• Your objective: Print the listing once more, exactly as written.
--- --- ---
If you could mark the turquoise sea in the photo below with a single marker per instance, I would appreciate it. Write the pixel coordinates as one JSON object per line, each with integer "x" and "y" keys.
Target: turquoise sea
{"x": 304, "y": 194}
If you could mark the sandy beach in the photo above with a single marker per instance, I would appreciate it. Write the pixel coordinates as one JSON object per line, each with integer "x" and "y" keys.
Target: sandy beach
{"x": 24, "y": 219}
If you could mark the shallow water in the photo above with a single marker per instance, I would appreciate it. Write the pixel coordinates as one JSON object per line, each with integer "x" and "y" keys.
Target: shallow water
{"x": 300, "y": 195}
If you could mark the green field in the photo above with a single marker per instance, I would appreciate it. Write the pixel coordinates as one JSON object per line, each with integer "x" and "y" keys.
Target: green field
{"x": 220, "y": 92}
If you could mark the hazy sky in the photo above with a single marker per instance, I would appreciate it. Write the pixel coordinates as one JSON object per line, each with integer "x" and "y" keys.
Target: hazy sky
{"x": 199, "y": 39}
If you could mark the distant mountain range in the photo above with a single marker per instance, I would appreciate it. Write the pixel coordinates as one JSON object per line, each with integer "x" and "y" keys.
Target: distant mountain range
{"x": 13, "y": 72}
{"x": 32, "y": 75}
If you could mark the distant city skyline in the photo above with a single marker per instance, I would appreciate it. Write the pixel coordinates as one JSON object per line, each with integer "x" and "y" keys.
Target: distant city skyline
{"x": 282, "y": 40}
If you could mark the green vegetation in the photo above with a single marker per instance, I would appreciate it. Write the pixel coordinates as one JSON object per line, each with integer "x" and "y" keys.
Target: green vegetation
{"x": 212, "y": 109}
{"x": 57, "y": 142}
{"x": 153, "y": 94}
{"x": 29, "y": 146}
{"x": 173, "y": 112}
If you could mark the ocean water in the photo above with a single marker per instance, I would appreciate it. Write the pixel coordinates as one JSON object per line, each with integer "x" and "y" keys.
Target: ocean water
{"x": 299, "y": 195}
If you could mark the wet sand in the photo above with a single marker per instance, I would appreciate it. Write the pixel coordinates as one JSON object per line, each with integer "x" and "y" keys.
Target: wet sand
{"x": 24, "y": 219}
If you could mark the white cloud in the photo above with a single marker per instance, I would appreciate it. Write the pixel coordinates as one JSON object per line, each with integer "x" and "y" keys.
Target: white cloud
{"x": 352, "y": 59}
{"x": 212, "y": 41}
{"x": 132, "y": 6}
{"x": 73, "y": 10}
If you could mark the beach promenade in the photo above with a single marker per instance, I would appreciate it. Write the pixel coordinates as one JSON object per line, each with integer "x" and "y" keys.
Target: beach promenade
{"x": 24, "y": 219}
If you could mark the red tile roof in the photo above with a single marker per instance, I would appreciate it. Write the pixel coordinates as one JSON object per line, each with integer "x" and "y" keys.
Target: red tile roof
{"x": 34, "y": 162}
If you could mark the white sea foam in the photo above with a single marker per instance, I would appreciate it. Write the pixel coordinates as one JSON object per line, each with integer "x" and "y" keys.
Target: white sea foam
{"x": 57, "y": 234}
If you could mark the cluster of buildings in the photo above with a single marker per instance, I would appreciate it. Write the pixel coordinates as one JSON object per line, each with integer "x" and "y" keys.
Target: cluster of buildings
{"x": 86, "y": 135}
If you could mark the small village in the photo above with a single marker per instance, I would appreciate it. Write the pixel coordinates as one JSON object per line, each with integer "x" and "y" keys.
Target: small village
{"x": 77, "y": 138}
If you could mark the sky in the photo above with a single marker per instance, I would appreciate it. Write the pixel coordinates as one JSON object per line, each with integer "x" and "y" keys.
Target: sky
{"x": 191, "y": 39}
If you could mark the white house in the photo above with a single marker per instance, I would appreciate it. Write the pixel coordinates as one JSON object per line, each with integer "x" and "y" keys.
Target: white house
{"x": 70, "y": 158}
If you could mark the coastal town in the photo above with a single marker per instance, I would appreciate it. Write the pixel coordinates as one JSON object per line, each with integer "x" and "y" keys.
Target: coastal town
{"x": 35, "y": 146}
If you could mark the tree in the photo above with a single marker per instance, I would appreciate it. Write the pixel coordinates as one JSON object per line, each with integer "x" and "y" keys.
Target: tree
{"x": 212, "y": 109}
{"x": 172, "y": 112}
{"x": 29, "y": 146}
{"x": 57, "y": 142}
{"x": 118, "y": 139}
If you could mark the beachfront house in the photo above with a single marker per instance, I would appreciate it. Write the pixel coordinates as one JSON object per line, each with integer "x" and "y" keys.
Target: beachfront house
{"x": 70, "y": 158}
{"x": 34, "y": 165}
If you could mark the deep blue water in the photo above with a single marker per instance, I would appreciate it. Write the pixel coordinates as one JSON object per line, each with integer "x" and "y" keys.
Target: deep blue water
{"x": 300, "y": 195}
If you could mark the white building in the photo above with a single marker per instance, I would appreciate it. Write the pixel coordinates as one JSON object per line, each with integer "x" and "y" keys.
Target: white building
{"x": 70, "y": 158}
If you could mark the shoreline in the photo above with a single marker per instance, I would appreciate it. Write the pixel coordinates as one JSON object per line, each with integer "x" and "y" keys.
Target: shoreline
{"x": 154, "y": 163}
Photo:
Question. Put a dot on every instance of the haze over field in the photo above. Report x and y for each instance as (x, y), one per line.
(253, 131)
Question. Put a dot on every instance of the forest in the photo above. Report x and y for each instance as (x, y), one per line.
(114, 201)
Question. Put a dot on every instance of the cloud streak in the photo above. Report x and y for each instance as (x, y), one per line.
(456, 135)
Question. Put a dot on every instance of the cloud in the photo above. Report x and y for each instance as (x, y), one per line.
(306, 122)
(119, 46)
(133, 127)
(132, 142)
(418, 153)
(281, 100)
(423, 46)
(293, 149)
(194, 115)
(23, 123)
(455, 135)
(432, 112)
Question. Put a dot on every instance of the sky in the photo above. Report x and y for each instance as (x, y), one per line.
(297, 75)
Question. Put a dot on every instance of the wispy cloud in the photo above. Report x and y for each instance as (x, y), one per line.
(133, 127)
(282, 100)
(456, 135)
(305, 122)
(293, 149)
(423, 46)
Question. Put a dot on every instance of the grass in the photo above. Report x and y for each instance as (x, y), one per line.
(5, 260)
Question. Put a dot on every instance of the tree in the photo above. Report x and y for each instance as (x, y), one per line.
--- --- ---
• Response to the task:
If you could mark the turquoise sea in the photo below with a single marker per instance, I would appreciate it. Write the pixel coordinates as one JSON object per line, each with integer "x" and "y" keys.
Target: turquoise sea
{"x": 304, "y": 194}
If you could mark the sandy beach in the photo above with a single marker per instance, I would appreciate it. Write the pixel coordinates as one JSON object per line, each with integer "x" and "y" keys.
Target: sandy beach
{"x": 24, "y": 219}
If you could mark the shallow water in the photo above with a single marker per instance, I would appreciate it. Write the pixel coordinates as one JSON object per line, each with integer "x" and "y" keys.
Target: shallow water
{"x": 300, "y": 195}
If you could mark the green field in the photo above with a single marker per instance, I would appreciate it. Write the pixel coordinates as one JSON object per line, each with integer "x" and "y" keys.
Target: green field
{"x": 220, "y": 92}
If you could mark the hazy sky in the photo above with a single marker per instance, I would appreciate it. Write the pixel coordinates as one JSON object per line, each with integer "x" and "y" keys.
Target: hazy sky
{"x": 199, "y": 39}
If you could mark the distant mountain range in the photo above with a single marker per instance, I would appreciate it. Write the pixel coordinates as one JSON object per line, each with integer "x" and "y" keys.
Target: distant mountain range
{"x": 13, "y": 72}
{"x": 32, "y": 75}
If you could mark the distant city skyline in the photo above with a single marker per instance, I would appreciate it. Write the pixel coordinates as one JSON object per line, each with integer "x" and "y" keys.
Target: distant city skyline
{"x": 282, "y": 40}
If you could mark the green vegetation in the photo above with a single marker per instance, I would appreciate it. Write the pixel coordinates as one JSON object per line, each with integer "x" and "y" keys.
Target: green vegetation
{"x": 212, "y": 109}
{"x": 57, "y": 142}
{"x": 153, "y": 94}
{"x": 29, "y": 146}
{"x": 173, "y": 112}
If you could mark the ocean water in the photo above with a single marker per instance, I would appreciate it. Write the pixel coordinates as one JSON object per line, each with integer "x" and "y" keys.
Target: ocean water
{"x": 299, "y": 195}
If you could mark the wet sand in the photo above with a single marker per instance, I would appreciate it. Write the pixel coordinates as one JSON object per line, each with integer "x" and "y" keys.
Target: wet sand
{"x": 24, "y": 219}
If you could mark the white cloud in the photo above with a single marker per instance, I would appreciate it. Write the pixel coordinates as one JSON object per line, each with integer "x" and "y" keys.
Target: white cloud
{"x": 352, "y": 59}
{"x": 212, "y": 41}
{"x": 132, "y": 6}
{"x": 73, "y": 10}
If you could mark the beach promenade in the photo above with a single marker per instance, I would appreciate it. Write the pixel coordinates as one JSON object per line, each with integer "x" and "y" keys.
Target: beach promenade
{"x": 24, "y": 219}
If you could mark the red tile roof in the photo above with a single marker per instance, I would appreciate it. Write the pixel coordinates as one JSON object per line, each with integer "x" and "y" keys.
Target: red tile roof
{"x": 34, "y": 162}
If you could mark the white sea foam in the photo above with a single marker per instance, I would appreciate it. Write the pixel coordinates as one JSON object per line, each with integer "x" and "y" keys.
Target: white sea foam
{"x": 57, "y": 234}
If you could mark the cluster of buildings in the photo above with a single marker per instance, I would appreciate it. Write the pixel coordinates as one JSON object per line, each with integer "x" and "y" keys.
Target: cluster of buildings
{"x": 86, "y": 135}
If you could mark the small village in the photo above with a single marker per instance, I would appreciate it. Write the pixel coordinates as one JSON object per line, each with integer "x" and "y" keys.
Target: small village
{"x": 77, "y": 138}
If you could mark the sky in the photo above with a single marker per instance, I would appreciate it. Write the pixel coordinates as one JSON object per line, each with integer "x" and "y" keys.
Target: sky
{"x": 191, "y": 39}
If you could mark the white house in the photo above with a single marker per instance, I would appreciate it. Write the pixel coordinates as one JSON object per line, each with integer "x" and "y" keys.
Target: white house
{"x": 70, "y": 158}
If you could mark the coastal town in the photo above with a single marker per instance, I would appreciate it. Write the pixel coordinates as one JSON object per line, each with integer "x" and "y" keys.
Target: coastal town
{"x": 35, "y": 146}
If you could mark the tree in the photo above with a single marker per instance, I would appreciate it. Write the pixel coordinates as one JSON object per line, each with integer "x" and "y" keys.
Target: tree
{"x": 212, "y": 109}
{"x": 172, "y": 112}
{"x": 29, "y": 146}
{"x": 57, "y": 142}
{"x": 118, "y": 139}
If you could mark the beachfront house in the photo above with a single marker per instance, I would appreciate it. Write the pixel coordinates as one JSON object per line, each with integer "x" and "y" keys.
Target: beachfront house
{"x": 70, "y": 158}
{"x": 34, "y": 165}
If you could mark the deep blue water in the photo above with a single marker per instance, I would appreciate it. Write the pixel coordinates as one JSON object per line, each with integer "x" and "y" keys.
Target: deep blue water
{"x": 300, "y": 195}
If you could mark the white building in the photo above with a single marker per instance, I would appreciate it. Write the pixel coordinates as one JSON object per line, each with integer "x" and "y" keys.
Target: white building
{"x": 70, "y": 158}
If you could mark the shoreline in the photo above with a single marker per instance, I would appreciate it. Write the pixel coordinates as one JSON object per line, each with integer "x" and "y" keys.
Target: shoreline
{"x": 154, "y": 163}
Photo:
Question. Put a dot on every instance of the haze over field in the photo above. Report x and y for each instance as (x, y), one per line.
(253, 131)
Question. Put a dot on every instance of the forest in the photo above. Report x and y for each instance as (x, y), one per line.
(114, 201)
Question. Put a dot on every instance of the cloud streak in the photo above. Report x and y for each instance as (x, y), one per line.
(456, 135)
Question. Put a dot on every instance of the cloud in the photo above. Report x and y for each instance as (x, y), one per line.
(306, 122)
(119, 46)
(133, 127)
(132, 142)
(418, 153)
(281, 100)
(423, 46)
(293, 149)
(194, 115)
(23, 123)
(455, 135)
(432, 112)
Question. Put a dot on every instance of the sky in the photo above. Report x and y for each instance as (x, y), one per line.
(297, 75)
Question. Put a dot on every instance of the wispy cloud in the photo above. Report x and y for each instance as (x, y), one per line.
(133, 127)
(282, 100)
(456, 135)
(305, 122)
(293, 149)
(423, 46)
Question. Put a dot on every instance of the grass in the photo above. Report x and y for each instance as (x, y), one per line.
(5, 260)
Question. Put a dot on every instance of the tree in the photo above. Report x and y for each instance as (x, y), one per line.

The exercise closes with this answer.